- _Text passage_
BEGIN
But again Congress galloped to the rescue, this time to “do the job right” – or so the Obama administration would now have us believe. The Military Commissions Act of 2009 gave detainees the right to attend their trials and some leeway to choose their attorneys who would have an easier time getting access to classified information. Prosecutors do not have to reveal the “sources, methods or activities” by which that information was acquired.
Other tweaks made it harder to use hearsay, while not excluding it altogether. It is admissible if it appears “reliable under the totality of the circumstances.” Evidence obtained through torture is not admissible, but “information obtained through coercion that does not amount to torture” (definition please!) is fine. Although military courts traditionally try cases involving war crimes, the military commissions are empowered to try individuals on non war crimes charges, including conspiracy and providing material support for terrorism.
Another rub: it appears that detainees can still be detained even if they are acquitted by a military commission. As for convictions, it takes the agreement of two-thirds of the five – twelve commissioners present in cases requiring sentences for up to ten years. Cases involving longer sentences need three-quarters of the commissioners to agree. There must be unanimous agreement in death penalty cases and the approval of the president before an execution is carried out – as is expected to be the end result of the trials of Khalid Sheikh Mohammed, Waleed bin Attash, Ramzi Binalashibh, Ali Abd al-Aziz Ali and Mustafa Ahmad al-Hawsawi.
Here comes what David Shipler called the “dirty little secret” of the military commissions system:
Hardly anybody talks about it, but it’s a key reason for concern as the apparatus becomes establishes. It is this. The commissions can operate inside the United States, and they have jurisdiction over a broad range of crimes. Nothing in the Military Commissions Act limits the military trials to Guantanamo detainees, or to people captured and held abroad, or even to terrorism suspects. Nothing prevents the commissions from trying noncitizens, arrested inside the country, whom the president unilaterally designates as ‘unprivileged enemy belligerents.’
In other words, the law permits military officers to try non-Americans from Alabama and Arkansas as well as Afghanistan…once the commissions gain stature and become the ‘new normal,’ every future administration will have a ready instrument to arrest, judge and sentence wholly within the executive branch, evading the separation of powers carefully calibrated in the Constitution…If ultimately upheld by the Supreme Court, the elements of the military commissions will pass into the precedent of case law, creating a permanent apparatus, parallel to the criminal justice system, to prosecute and try foreign civilians. It could become a lasting injury of Sept. 11.
Eight months later, President Obama signed into law the National Defense Authorization Act of 2012, codifying indefinite military detention for anyone picked up anywhere in the world, including US citizens arrested in the United States.
Currently, as Shipler notes, the second-tier justice provided by military commissions is reserved for non citizens. But who is to say that in the next phase of the ‘new normal’ those annoying Constitutional rights governing the civilian court system won’t be dispensed with in cases involving citizen “terrorist suspects” as well?
Now that we are descending the slippery slope, anything goes – including the meaning of words. Check out the Pentagon’s new $500,000 military commissions web site. It is framed by the terms, “Fairness – Transparency – Justice.”
END
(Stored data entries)
BEGIN
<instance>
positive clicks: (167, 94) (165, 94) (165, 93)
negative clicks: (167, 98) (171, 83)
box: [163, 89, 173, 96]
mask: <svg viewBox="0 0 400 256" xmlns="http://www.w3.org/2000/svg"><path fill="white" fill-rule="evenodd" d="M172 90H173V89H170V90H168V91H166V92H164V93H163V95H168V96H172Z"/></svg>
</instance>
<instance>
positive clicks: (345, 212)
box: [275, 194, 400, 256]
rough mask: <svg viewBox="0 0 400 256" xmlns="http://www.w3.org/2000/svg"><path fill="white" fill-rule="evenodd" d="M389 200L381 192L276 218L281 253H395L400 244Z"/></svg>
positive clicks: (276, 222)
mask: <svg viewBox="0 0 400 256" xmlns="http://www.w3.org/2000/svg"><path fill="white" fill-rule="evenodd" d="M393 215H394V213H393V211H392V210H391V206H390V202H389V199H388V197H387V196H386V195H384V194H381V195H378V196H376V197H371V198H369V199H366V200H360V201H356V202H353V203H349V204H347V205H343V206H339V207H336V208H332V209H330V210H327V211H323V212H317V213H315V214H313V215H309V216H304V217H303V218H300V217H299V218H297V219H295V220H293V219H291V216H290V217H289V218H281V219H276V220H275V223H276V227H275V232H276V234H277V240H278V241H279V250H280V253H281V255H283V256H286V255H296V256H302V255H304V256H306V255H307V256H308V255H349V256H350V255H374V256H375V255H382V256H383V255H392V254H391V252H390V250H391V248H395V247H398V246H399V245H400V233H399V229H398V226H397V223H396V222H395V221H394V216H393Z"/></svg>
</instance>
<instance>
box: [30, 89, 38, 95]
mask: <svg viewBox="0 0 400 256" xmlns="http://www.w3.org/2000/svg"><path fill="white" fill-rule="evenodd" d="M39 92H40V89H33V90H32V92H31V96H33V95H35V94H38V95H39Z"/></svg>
END
- _Assignment_
In the passage on military commissions, what share of the commissioners must agree in cases involving sentences longer than ten years?

- _Your response_
Three-quarters of the commissioners.